— Exercise data —

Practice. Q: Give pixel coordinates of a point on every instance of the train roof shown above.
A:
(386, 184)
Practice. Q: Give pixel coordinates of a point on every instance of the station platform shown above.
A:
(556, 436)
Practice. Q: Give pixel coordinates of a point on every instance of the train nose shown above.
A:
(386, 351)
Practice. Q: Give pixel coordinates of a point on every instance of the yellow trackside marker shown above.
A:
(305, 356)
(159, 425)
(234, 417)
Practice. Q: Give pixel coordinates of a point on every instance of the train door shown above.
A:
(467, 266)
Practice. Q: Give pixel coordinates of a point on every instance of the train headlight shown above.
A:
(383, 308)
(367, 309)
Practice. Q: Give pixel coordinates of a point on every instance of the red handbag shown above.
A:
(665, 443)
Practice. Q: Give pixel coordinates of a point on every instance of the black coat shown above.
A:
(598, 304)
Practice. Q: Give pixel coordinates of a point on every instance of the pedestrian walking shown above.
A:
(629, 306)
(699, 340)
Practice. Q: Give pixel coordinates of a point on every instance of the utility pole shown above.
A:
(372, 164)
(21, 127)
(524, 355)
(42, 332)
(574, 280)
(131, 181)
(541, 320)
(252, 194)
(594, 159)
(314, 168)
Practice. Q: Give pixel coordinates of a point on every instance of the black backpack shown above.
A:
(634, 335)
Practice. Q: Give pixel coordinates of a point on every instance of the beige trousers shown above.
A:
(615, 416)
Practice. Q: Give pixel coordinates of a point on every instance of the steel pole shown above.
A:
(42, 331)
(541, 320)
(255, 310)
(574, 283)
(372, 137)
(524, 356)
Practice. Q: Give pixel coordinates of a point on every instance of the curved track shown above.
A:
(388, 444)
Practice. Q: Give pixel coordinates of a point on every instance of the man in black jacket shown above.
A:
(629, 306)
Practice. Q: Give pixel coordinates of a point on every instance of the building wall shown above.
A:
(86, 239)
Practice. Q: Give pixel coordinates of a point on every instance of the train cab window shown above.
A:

— Problem to work on —
Provide an exact copy of all the material.

— Response to this task —
Practice. Q: Give pixel coordinates of a point on every instance of the train roof shown above.
A:
(386, 184)
Practice. Q: Give pixel coordinates of a point on every instance of the station platform shown above.
A:
(556, 436)
Practice. Q: Give pixel coordinates of a point on every instance of the train nose shown above.
A:
(386, 351)
Practice. Q: Give pixel coordinates of a point on every instance of the yellow trackside marker shown above.
A:
(305, 356)
(159, 425)
(234, 417)
Practice. Q: Give pixel coordinates of a point on every instance of the train door shown above.
A:
(467, 266)
Practice. Q: Give pixel coordinates of a point on every instance of the train headlight shown above.
A:
(383, 308)
(367, 309)
Practice. Q: Give pixel coordinates of a point on every instance of the red handbag shown above.
A:
(665, 443)
Practice. Q: Give pixel coordinates of a point on every instance of the black coat shown above.
A:
(598, 304)
Practice. Q: Give pixel coordinates of a point on every instance of the pedestrian walking shown above.
A:
(629, 306)
(699, 340)
Practice. Q: Give pixel coordinates of a point on every instance of the utility pole shown above.
A:
(372, 164)
(21, 127)
(524, 355)
(42, 332)
(574, 280)
(131, 181)
(541, 320)
(252, 194)
(594, 159)
(314, 168)
Practice. Q: Give pixel coordinates of a point on every instance of the black backpack shown above.
A:
(634, 335)
Practice. Q: Give pixel coordinates of a point on every instance of the beige trousers shown above.
A:
(615, 416)
Practice. Q: Give pixel coordinates of a point on every instance of the steel pole shown above.
A:
(42, 331)
(541, 320)
(255, 310)
(574, 283)
(372, 137)
(524, 356)
Practice. Q: Give pixel coordinates of a point on every instance of the curved track shown above.
A:
(388, 444)
Practice. Q: Give pixel coordinates of a point on every instance of the man in black jacket shown above.
A:
(629, 306)
Practice. Q: Give pixel coordinates of a point on every instance of the building wall shown above.
A:
(86, 239)
Practice. Q: Give pixel coordinates of a point on every instance of the train cab window shown above.
A:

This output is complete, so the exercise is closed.